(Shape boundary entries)
┏━━

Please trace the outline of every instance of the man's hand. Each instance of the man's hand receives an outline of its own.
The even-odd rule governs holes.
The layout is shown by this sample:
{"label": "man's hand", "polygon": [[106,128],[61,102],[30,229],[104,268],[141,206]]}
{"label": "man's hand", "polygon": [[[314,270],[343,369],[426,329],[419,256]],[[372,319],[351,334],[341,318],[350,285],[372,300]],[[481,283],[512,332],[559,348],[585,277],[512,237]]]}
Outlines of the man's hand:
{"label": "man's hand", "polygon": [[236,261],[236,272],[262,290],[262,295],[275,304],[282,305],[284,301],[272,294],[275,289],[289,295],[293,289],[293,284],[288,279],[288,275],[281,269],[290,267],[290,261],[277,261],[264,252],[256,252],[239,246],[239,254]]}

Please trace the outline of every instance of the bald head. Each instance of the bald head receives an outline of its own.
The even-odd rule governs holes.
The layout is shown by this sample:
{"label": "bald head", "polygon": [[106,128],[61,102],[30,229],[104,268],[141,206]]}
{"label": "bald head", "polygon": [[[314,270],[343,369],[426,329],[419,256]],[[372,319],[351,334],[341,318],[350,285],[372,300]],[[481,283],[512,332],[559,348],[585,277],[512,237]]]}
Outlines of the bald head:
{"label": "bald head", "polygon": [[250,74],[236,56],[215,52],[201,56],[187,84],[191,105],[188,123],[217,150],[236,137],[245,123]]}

┗━━

The request:
Rescale the entries from the line with "Please trace the outline of every instance of the bald" through the end of the entries, repeating those lines with their requests and multiplying every coordinate in the answer outlines by 2.15, rounded to whole numbers with halves going up. Give only those lines.

Correct output:
Please trace the outline of every instance of the bald head. Each instance of the bald head receives an outline of its own.
The even-odd rule governs holes.
The layout is shown by this sample:
{"label": "bald head", "polygon": [[106,128],[61,102],[30,229],[104,268],[141,206]]}
{"label": "bald head", "polygon": [[[314,270],[343,369],[426,329],[419,256]],[[372,319],[351,334],[341,318],[350,285],[372,300]],[[481,283],[512,332],[559,348],[585,277],[512,237]]]}
Outlines of the bald head:
{"label": "bald head", "polygon": [[538,159],[507,120],[462,112],[432,120],[402,181],[411,226],[404,264],[467,323],[507,295],[527,264]]}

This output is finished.